# Your instructions
Return verbatim the lines in the records that run from the line holding "Exercise. Put one marker on every instance of the green" through the line holding "Target: green leaf", inclusive.
# START OF Recorded data
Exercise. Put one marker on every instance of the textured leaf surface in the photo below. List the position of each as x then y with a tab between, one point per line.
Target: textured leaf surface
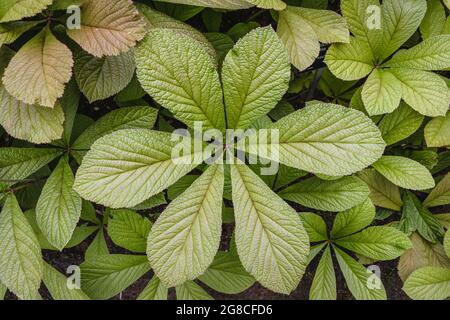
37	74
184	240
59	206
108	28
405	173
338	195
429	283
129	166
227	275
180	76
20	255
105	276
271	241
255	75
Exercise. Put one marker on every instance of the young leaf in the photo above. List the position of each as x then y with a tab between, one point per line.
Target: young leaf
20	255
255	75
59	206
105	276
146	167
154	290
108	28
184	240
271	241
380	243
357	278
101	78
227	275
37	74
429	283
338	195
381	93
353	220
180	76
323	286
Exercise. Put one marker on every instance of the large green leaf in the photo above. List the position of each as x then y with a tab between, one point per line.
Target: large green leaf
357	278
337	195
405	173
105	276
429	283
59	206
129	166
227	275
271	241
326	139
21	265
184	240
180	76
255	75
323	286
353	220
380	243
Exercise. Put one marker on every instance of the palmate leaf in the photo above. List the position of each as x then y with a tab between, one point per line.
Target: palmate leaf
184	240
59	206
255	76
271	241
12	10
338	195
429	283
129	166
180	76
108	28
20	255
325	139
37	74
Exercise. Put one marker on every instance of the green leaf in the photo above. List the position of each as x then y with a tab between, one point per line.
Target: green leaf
# END OF Recorded data
# START OF Recorded data
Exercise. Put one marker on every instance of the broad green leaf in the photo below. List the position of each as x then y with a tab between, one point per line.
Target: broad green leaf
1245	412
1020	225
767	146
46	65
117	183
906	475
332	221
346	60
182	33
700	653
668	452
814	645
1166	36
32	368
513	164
# END OF Recorded data
# Expected output
Exercise. Put one marker on every instance of the green leaf in the photo above. List the position of each as x then y with a tab between, one point per line.
Target: green leaf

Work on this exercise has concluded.